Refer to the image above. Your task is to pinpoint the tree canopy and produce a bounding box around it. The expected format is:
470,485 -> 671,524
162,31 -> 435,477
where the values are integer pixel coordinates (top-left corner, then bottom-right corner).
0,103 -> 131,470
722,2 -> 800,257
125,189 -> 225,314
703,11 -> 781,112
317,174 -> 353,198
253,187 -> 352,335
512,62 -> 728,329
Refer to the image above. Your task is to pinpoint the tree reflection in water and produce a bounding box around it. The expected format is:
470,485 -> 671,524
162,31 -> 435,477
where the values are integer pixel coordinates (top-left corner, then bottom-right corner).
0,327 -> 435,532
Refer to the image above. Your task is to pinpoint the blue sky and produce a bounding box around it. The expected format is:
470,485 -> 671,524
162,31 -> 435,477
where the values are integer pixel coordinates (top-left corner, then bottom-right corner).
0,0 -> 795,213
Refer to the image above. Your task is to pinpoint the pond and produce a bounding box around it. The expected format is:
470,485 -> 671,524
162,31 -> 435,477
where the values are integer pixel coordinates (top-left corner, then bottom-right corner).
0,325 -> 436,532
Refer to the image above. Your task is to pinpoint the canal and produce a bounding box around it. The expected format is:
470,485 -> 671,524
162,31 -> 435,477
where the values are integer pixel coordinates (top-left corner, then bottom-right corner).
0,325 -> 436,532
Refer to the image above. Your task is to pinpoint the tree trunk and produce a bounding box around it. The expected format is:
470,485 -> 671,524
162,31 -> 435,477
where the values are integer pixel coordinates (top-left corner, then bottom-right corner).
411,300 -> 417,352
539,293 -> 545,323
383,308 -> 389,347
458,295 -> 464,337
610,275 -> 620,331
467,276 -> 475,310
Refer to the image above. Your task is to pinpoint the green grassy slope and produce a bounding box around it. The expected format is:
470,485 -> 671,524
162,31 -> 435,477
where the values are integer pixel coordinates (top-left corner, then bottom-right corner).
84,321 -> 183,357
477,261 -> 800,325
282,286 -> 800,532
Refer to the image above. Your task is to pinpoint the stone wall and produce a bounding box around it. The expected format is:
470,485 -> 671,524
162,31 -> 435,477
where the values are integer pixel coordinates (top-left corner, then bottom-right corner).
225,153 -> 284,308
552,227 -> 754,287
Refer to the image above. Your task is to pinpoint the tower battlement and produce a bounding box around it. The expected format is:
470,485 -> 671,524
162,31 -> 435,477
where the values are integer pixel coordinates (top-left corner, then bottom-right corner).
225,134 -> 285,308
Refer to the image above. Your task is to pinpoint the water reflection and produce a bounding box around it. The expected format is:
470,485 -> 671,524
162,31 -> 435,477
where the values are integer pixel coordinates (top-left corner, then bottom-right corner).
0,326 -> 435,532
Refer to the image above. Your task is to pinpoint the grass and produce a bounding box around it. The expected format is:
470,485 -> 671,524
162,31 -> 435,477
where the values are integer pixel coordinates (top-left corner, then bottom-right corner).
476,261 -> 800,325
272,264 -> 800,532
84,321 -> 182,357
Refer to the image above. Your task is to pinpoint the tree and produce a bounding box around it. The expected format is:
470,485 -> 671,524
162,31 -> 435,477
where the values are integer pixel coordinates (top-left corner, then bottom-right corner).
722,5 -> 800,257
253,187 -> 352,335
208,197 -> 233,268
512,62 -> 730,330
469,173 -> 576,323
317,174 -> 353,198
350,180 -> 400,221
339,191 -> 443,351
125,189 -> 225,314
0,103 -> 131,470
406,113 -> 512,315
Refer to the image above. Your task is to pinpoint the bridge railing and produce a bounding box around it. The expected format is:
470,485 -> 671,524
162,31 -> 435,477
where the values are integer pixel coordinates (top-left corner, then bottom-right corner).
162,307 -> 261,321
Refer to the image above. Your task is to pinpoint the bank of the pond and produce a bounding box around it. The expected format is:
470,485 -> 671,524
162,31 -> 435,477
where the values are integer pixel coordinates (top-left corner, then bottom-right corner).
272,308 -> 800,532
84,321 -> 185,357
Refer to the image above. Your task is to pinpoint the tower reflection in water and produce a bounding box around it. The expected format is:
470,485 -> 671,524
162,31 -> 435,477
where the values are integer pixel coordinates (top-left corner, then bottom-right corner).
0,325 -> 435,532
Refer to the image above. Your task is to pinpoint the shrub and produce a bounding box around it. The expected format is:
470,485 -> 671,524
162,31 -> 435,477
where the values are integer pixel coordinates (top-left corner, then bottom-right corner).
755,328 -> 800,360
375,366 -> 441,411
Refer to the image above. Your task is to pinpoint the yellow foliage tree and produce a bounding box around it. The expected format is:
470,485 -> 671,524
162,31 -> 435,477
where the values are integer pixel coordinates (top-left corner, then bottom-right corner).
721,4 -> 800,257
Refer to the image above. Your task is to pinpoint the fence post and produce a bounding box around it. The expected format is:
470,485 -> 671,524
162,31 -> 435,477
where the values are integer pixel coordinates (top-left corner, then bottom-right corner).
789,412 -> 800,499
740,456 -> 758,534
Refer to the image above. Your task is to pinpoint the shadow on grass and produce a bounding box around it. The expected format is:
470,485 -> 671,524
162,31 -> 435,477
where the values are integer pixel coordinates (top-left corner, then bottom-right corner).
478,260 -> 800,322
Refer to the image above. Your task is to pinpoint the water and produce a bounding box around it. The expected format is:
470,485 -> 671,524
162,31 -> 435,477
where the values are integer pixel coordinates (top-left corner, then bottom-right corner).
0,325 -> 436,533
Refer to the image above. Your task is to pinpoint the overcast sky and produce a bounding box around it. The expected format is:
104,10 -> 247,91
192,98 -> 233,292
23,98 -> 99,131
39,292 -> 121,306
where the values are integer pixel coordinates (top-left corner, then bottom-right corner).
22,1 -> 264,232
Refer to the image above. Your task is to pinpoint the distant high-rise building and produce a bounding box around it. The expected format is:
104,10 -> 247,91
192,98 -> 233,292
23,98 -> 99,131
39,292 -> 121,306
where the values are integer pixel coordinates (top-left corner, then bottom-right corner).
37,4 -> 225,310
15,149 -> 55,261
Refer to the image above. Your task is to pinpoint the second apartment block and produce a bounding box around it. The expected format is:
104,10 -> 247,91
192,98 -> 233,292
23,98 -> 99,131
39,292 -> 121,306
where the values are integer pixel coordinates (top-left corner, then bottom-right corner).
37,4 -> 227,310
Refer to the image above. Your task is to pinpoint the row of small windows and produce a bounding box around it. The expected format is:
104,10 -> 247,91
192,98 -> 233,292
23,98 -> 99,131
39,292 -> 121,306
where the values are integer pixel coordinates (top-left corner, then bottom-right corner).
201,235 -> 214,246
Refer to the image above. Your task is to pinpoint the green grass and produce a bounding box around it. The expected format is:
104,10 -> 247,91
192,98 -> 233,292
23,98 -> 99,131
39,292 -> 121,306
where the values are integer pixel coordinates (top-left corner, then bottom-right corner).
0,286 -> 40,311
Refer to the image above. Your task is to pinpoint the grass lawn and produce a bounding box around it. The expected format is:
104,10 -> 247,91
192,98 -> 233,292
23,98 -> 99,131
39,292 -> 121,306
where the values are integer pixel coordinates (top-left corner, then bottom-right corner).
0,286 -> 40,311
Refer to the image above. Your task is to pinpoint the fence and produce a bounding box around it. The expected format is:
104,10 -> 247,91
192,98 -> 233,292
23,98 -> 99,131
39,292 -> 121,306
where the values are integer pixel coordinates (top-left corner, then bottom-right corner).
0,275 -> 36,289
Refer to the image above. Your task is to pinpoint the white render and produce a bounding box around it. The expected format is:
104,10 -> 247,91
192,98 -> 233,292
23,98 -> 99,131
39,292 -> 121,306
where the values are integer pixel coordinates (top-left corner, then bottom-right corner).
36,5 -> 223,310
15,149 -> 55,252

########################################

#### REQUIREMENT
Please return all of the data above, repeating every line exactly.

#### COMPLETED EXERCISE
Refer to the image above. Your task is to pinpoint the tree canopy and produce a bounding box around it. The expected format is:
470,485 -> 671,524
162,31 -> 435,477
where the values are integer pixel coordinates (top-left corner, then bottom-right corner).
0,103 -> 131,470
722,2 -> 800,257
125,189 -> 225,314
703,11 -> 781,112
317,174 -> 353,198
253,187 -> 352,335
512,62 -> 728,329
Refer to the image above. Your task is to pinpoint the tree reflection in water and produce a bounding box around it. The expected format is:
470,485 -> 671,524
162,31 -> 435,477
where the values are integer pixel coordinates (top-left corner, then bottom-right corner).
0,327 -> 435,532
Refer to the image above. Your task is to pinpoint the blue sky and produce a bounding box around it. The expected format is:
470,485 -> 671,524
162,31 -> 435,477
where the values are integer pixel coordinates (top-left corner, then bottom-right corner).
0,0 -> 795,213
Refer to the image above. Your task is to pinpoint the pond and produce a bounding box around it. The expected format is:
470,485 -> 671,524
162,31 -> 435,477
where the values are integer pixel coordinates (top-left corner, then bottom-right corner).
0,325 -> 436,532
Refer to the image above. Your task is to pinpoint the canal and produce a bounding box around it. The expected format is:
470,485 -> 671,524
162,31 -> 435,477
where the values are integer pixel coordinates (top-left corner, then bottom-right corner).
0,325 -> 436,532
Refer to the image above. Your task is to pinpoint the tree trunk and produce a bounding box around it. The expected format is:
470,485 -> 671,524
162,31 -> 435,477
where the values are integer pixel coordinates (top-left corner, then bottom-right corner).
411,300 -> 417,352
539,293 -> 545,323
383,308 -> 389,347
458,295 -> 464,337
610,275 -> 620,331
467,276 -> 475,310
Refer to the image above. Your task is to pinpoint the green grassy slope and produce a bounding box around it. The expected format is:
470,485 -> 671,524
162,31 -> 435,477
where the values are integer pixel coordinates (top-left corner, then bottom-right corner).
84,321 -> 183,357
477,261 -> 800,325
282,286 -> 800,532
Refer to the image above. Your task is to pinpoint the stone wall and produce a bounding box around it. The expected format is:
470,485 -> 671,524
162,31 -> 435,477
where the values are integer pixel coordinates (top-left corner, then bottom-right corner).
225,153 -> 284,308
552,227 -> 754,287
Refer to the image above. Your task is to pinpoint the tower battlement and produce a bounding box around it. The expected format is:
470,485 -> 671,524
162,31 -> 435,477
where the values are integer pixel coordinates (top-left corner, then bottom-right corner).
225,134 -> 285,308
Refer to the image above. Your task is to pinpoint the water reflection and produce a bounding box around it. The expected format is:
470,485 -> 671,524
162,31 -> 435,477
where the values are integer pixel coordinates (top-left corner, then bottom-right corner).
0,326 -> 435,532
Refer to the image above. Your task is to pinpoint the grass and produce a bounding box around it. The expected format is:
470,485 -> 671,524
162,31 -> 435,477
where the values are integer pixel coordinates (top-left corner, then bottom-right corner).
476,261 -> 800,325
272,264 -> 800,532
84,321 -> 182,357
Refer to the image above. Your task is to pinpoint the tree and produce a bounding box around it. The expected format is:
470,485 -> 671,524
162,31 -> 435,477
where the values are integer pixel coordinates (top-left corner, then bottom-right corner).
722,5 -> 800,257
253,187 -> 352,335
208,197 -> 233,268
512,62 -> 730,330
469,173 -> 576,323
317,174 -> 353,198
350,180 -> 400,221
339,191 -> 443,351
125,189 -> 225,314
0,103 -> 131,470
406,113 -> 512,315
Refer to the image above. Your task is to pinpoint the bridge railing and produce a bounding box around it. The expected format is:
470,485 -> 671,524
162,31 -> 435,477
where the values are integer pixel coordinates (top-left corner, then bottom-right corner).
162,307 -> 261,321
Refer to the image above. Your task is to pinpoint the bank of the pond and produce a bounding box around it. The expected format is:
470,485 -> 671,524
162,31 -> 435,477
where the values are integer pixel coordinates (top-left corner, then bottom-right corner).
272,308 -> 800,532
84,321 -> 185,357
Refer to the image above. Your task is to pinpoint the tower reflection in water and produce a bounding box around it. The expected format is:
470,485 -> 671,524
162,31 -> 435,477
where the values are integer pixel coordinates (top-left corner, then bottom-right corner).
0,325 -> 435,532
Refer to the image above. Your task is to pinpoint the shrub and produce a bounding box around it. The expected format is:
470,485 -> 671,524
162,31 -> 435,477
where the values are integer pixel coordinates (top-left corner, then bottom-right corner).
755,328 -> 800,360
375,366 -> 441,411
Refer to the image above. Your task is to pinpoint the yellow foliage tree and produce a bounding box around it. The expected format is:
470,485 -> 671,524
162,31 -> 435,477
where the values are integer pixel coordinates (top-left corner, then bottom-right corner).
721,4 -> 800,257
Refer to the image above. Your task is to pinpoint the fence post and produce a bounding box around it. The expected format is:
470,485 -> 671,524
162,31 -> 435,477
where the values are integer pixel coordinates (top-left corner, then bottom-right corner).
789,412 -> 800,499
740,456 -> 758,534
Refer to the image above. Your task is to pinpoint the shadow on grass and produce a bounding box around it. The expected format is:
470,485 -> 671,524
162,31 -> 435,477
where the values are integer pixel coordinates (top-left corner, then bottom-right corner).
478,260 -> 800,322
Refer to the image above. Your task is to pinpoint the water and produce a bounding box around it. The expected format is:
470,485 -> 671,524
162,31 -> 435,477
where the values are integer pixel coordinates (top-left corner, then bottom-right corner).
0,325 -> 436,533
Refer to the image above. Your task is to pinpoint the overcast sky and produce a bounding box around it. The expected format is:
104,10 -> 247,91
192,98 -> 233,292
23,98 -> 99,131
39,292 -> 121,306
where the values are integer pixel coordinates (top-left corner, then bottom-right corner).
22,1 -> 264,232
Refer to the image above. Your task is to pinpoint the distant high-rise building and produce a bounding box around it. The expected format is:
104,10 -> 247,91
192,98 -> 233,292
23,98 -> 99,131
39,292 -> 121,306
where the values are integer pixel coordinates (top-left corner, then bottom-right corner).
37,4 -> 225,310
15,149 -> 55,261
Refer to the image above. Your task is to pinpoint the second apartment block and produce a bounding box around it. The expected format is:
104,10 -> 247,91
192,98 -> 233,292
23,98 -> 99,131
39,292 -> 121,306
where the values are integer pixel coordinates (top-left corner, then bottom-right corner).
37,4 -> 227,310
Refer to the image above. Your task is to pinpoint the row of small windows and produce a bounding box around it. The expected format is:
104,10 -> 247,91
192,98 -> 233,292
23,98 -> 99,131
39,292 -> 121,306
where the values are integer pixel coordinates (top-left corner, then bottom-right corner).
201,235 -> 214,246
Refer to the image above. Your task is to pinpoint the green grass and produce a bounding box around it. The expected format is:
104,10 -> 247,91
192,98 -> 233,292
23,98 -> 99,131
39,292 -> 121,306
where the values are integer pixel coordinates (top-left corner, then bottom-right corner).
0,286 -> 40,311
Refer to the image above. Your task is to pinpoint the grass lawn and produce a bounding box around it. The expected format is:
104,10 -> 247,91
192,98 -> 233,292
23,98 -> 99,131
39,292 -> 121,306
where the values are integer pixel coordinates (top-left corner, then bottom-right corner).
0,286 -> 40,311
Refer to the image above. Your task is to pinpoint the fence and produce a bounding box around it. The expected format is:
104,10 -> 247,91
192,98 -> 233,292
23,98 -> 99,131
39,292 -> 121,306
where the values are integer pixel coordinates (top-left corner, then bottom-right corner).
0,275 -> 36,289
Refer to the image above. Your task is to pinpoint the white render and produce a bounding box around it. The expected format is:
104,10 -> 247,91
192,98 -> 233,292
23,98 -> 99,131
39,292 -> 121,306
where the values are integer pixel coordinates (top-left corner, then bottom-right corner).
36,5 -> 223,310
15,149 -> 55,252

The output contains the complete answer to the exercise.